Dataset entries
----------------
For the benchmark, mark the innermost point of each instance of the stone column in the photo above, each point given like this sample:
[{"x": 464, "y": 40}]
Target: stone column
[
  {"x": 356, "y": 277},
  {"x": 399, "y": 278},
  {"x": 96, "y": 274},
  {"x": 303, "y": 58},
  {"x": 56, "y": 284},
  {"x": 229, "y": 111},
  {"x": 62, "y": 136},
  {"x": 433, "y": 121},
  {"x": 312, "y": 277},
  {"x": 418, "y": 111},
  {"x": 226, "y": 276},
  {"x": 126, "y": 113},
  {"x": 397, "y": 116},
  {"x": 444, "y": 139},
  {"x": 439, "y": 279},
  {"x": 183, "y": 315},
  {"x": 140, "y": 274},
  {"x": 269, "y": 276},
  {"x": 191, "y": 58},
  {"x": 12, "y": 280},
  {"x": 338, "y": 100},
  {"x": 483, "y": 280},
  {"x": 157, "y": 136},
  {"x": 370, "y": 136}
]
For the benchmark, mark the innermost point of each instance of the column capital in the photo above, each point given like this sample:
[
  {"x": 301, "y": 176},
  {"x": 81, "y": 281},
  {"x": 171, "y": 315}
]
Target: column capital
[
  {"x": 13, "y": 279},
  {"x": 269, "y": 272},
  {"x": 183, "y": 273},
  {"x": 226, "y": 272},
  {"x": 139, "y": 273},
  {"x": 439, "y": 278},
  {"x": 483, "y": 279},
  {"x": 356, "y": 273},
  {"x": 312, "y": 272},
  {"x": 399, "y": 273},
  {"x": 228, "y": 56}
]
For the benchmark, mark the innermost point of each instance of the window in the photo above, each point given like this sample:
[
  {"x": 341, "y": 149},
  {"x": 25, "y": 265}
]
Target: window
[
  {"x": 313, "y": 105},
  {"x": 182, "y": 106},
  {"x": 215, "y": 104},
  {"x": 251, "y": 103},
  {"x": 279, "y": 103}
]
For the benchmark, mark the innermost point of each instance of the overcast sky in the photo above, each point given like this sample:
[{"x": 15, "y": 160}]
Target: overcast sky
----------------
Your task:
Please copy all of the items above without changing a single character.

Answer for the task:
For the benchmark, mark the innermost point of each instance of the stone column in the photo above, each point given like this sample:
[{"x": 464, "y": 40}]
Target: stone column
[
  {"x": 356, "y": 277},
  {"x": 399, "y": 278},
  {"x": 96, "y": 274},
  {"x": 303, "y": 58},
  {"x": 56, "y": 284},
  {"x": 229, "y": 111},
  {"x": 62, "y": 136},
  {"x": 433, "y": 121},
  {"x": 312, "y": 277},
  {"x": 418, "y": 111},
  {"x": 226, "y": 276},
  {"x": 126, "y": 113},
  {"x": 397, "y": 116},
  {"x": 444, "y": 139},
  {"x": 439, "y": 279},
  {"x": 183, "y": 315},
  {"x": 140, "y": 274},
  {"x": 269, "y": 276},
  {"x": 191, "y": 58},
  {"x": 12, "y": 280},
  {"x": 338, "y": 100},
  {"x": 483, "y": 280},
  {"x": 157, "y": 136},
  {"x": 370, "y": 136}
]
For the benchmark, mark the innermost point of each instance of the column capital in the photo above, each point given like this sample:
[
  {"x": 301, "y": 176},
  {"x": 81, "y": 281},
  {"x": 171, "y": 315}
]
Target: column capital
[
  {"x": 13, "y": 279},
  {"x": 269, "y": 272},
  {"x": 183, "y": 273},
  {"x": 226, "y": 272},
  {"x": 139, "y": 273},
  {"x": 439, "y": 278},
  {"x": 483, "y": 279},
  {"x": 356, "y": 273},
  {"x": 312, "y": 272},
  {"x": 399, "y": 273},
  {"x": 228, "y": 56}
]
For the benchmark, mark the innermost point of each instance of the window in the photo above, each point given like this sample:
[
  {"x": 341, "y": 149},
  {"x": 25, "y": 265}
]
Target: window
[
  {"x": 313, "y": 105},
  {"x": 182, "y": 106},
  {"x": 215, "y": 104},
  {"x": 251, "y": 103},
  {"x": 279, "y": 103}
]
For the benchmark, mark the innermost point of each instance of the overcast sky in the photo above, each point given like this sample:
[{"x": 15, "y": 160}]
Target: overcast sky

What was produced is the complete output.